-- Dataset --
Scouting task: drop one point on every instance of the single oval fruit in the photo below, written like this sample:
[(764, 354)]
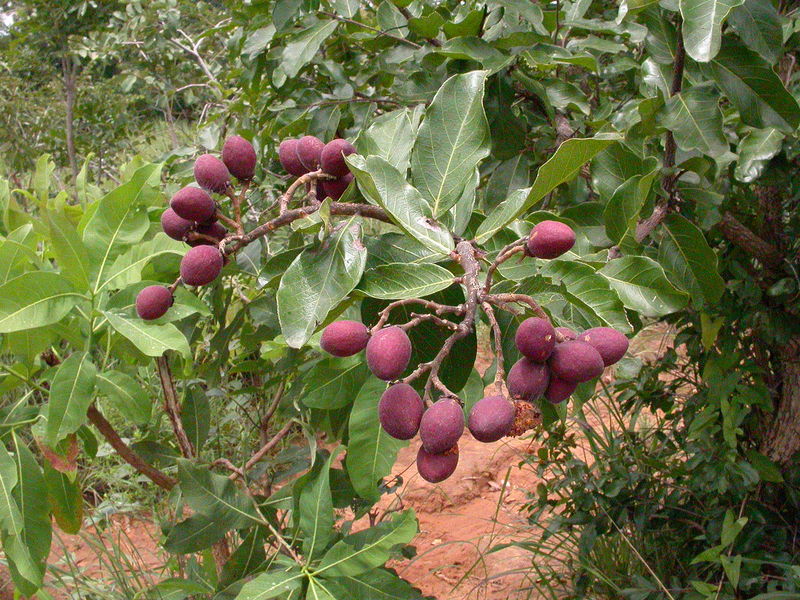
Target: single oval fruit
[(441, 425), (610, 343), (332, 157), (550, 239), (287, 154), (211, 173), (174, 226), (567, 333), (193, 204), (536, 339), (240, 157), (491, 418), (153, 302), (388, 353), (576, 362), (201, 265), (559, 390), (336, 187), (344, 338), (400, 411), (527, 380), (308, 151), (434, 468)]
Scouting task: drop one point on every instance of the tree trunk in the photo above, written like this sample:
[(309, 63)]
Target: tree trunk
[(782, 439), (69, 72)]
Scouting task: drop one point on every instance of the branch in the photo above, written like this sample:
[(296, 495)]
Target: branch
[(126, 453)]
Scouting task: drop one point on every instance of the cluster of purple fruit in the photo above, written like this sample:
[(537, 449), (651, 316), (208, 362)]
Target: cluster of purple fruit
[(548, 368), (309, 154)]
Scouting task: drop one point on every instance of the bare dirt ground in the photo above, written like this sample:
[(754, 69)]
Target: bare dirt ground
[(460, 520)]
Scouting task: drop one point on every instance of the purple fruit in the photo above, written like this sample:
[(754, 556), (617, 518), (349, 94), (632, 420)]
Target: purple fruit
[(536, 339), (174, 226), (550, 239), (434, 468), (153, 301), (240, 157), (576, 362), (336, 187), (193, 204), (309, 150), (201, 265), (527, 380), (559, 390), (388, 353), (332, 157), (287, 154), (567, 333), (344, 338), (491, 418), (441, 425), (400, 411), (610, 343)]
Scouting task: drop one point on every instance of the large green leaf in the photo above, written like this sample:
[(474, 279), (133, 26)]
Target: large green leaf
[(686, 255), (152, 339), (364, 551), (643, 286), (453, 139), (333, 382), (559, 168), (71, 393), (695, 120), (125, 394), (384, 185), (35, 299), (702, 26), (316, 510), (216, 496), (755, 150), (119, 220), (371, 451), (317, 280), (753, 87), (398, 281)]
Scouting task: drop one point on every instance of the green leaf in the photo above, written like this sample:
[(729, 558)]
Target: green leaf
[(216, 496), (364, 551), (759, 25), (559, 168), (196, 533), (151, 339), (273, 584), (318, 280), (35, 299), (371, 452), (71, 393), (702, 26), (754, 88), (333, 382), (129, 397), (453, 139), (755, 150), (695, 119), (686, 255), (70, 253), (391, 136), (384, 185), (643, 286), (316, 510), (119, 220), (65, 499), (398, 281), (301, 50)]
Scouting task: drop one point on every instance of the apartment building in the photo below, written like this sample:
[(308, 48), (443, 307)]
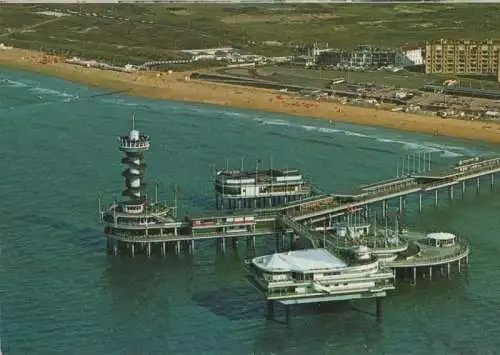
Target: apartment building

-- Goal --
Rewrite all the lines above so that every "drop one point" becomes "place a single point", with everything else left unchanged. Omit the pictures from your answer.

-- Output for this exercise --
Scouting task: place a single point on every instance of the single oval fruit in the photo below, written like this sample:
[(764, 354)]
Target: single oval fruit
[(441, 425), (610, 343), (332, 157), (550, 239), (287, 154), (211, 173), (174, 226), (567, 333), (193, 204), (536, 339), (240, 157), (491, 418), (153, 302), (388, 353), (576, 362), (201, 265), (559, 390), (336, 187), (344, 338), (400, 411), (527, 380), (308, 151), (434, 468)]
Scouting task: place a single point on every instance of the tree trunk in the photo above, written like this sample:
[(309, 63)]
Target: tree trunk
[(782, 439), (69, 72)]
Scouting task: place a single point on every instance of the branch in the photo above, written like this sample:
[(296, 495)]
Target: branch
[(126, 453)]
Scouting task: place a single point on every instance of the cluster of purple fruit in the photo above, written like this sample:
[(537, 449), (651, 316), (208, 362)]
Target: cluster of purple fruit
[(548, 368), (309, 154)]
Scouting task: place a single point on every instance of the bare dirt ground in the photo above, written like this sample:
[(754, 69)]
Target: bare dirt ground
[(460, 520)]
Scouting task: place a single point on every instance of the purple fruit in the photo above, written like this sample:
[(754, 556), (617, 518), (349, 94), (632, 420)]
Target: purple fruit
[(536, 339), (174, 226), (550, 239), (434, 468), (153, 301), (240, 157), (576, 362), (336, 187), (193, 204), (309, 150), (201, 265), (527, 380), (559, 390), (388, 353), (332, 157), (287, 154), (567, 333), (344, 338), (491, 418), (441, 425), (400, 411), (610, 343)]
Scouting task: place a single point on every instance of the large green leaf in the photo above, written like this sample:
[(474, 279), (133, 26)]
Target: large green leaf
[(686, 255), (152, 339), (364, 551), (643, 286), (453, 139), (333, 382), (559, 168), (71, 393), (695, 120), (125, 394), (384, 185), (35, 299), (702, 26), (316, 510), (216, 496), (755, 150), (119, 220), (371, 451), (317, 280), (753, 87), (398, 281)]
Scouting task: place a single point on every instance of the green leaf in the photo above, written like this sample:
[(729, 558)]
Target: green leaf
[(216, 496), (364, 551), (759, 25), (559, 168), (196, 533), (151, 339), (273, 584), (318, 280), (35, 299), (371, 452), (71, 393), (702, 26), (754, 88), (333, 382), (129, 397), (453, 139), (755, 150), (695, 119), (686, 255), (70, 253), (391, 136), (384, 185), (643, 286), (316, 510), (119, 220), (65, 499), (398, 281), (301, 50)]
Scouting task: place a single point on every instance of the apartment building in the photo below, written like this sample:
[(308, 48), (443, 307)]
Target: apartment building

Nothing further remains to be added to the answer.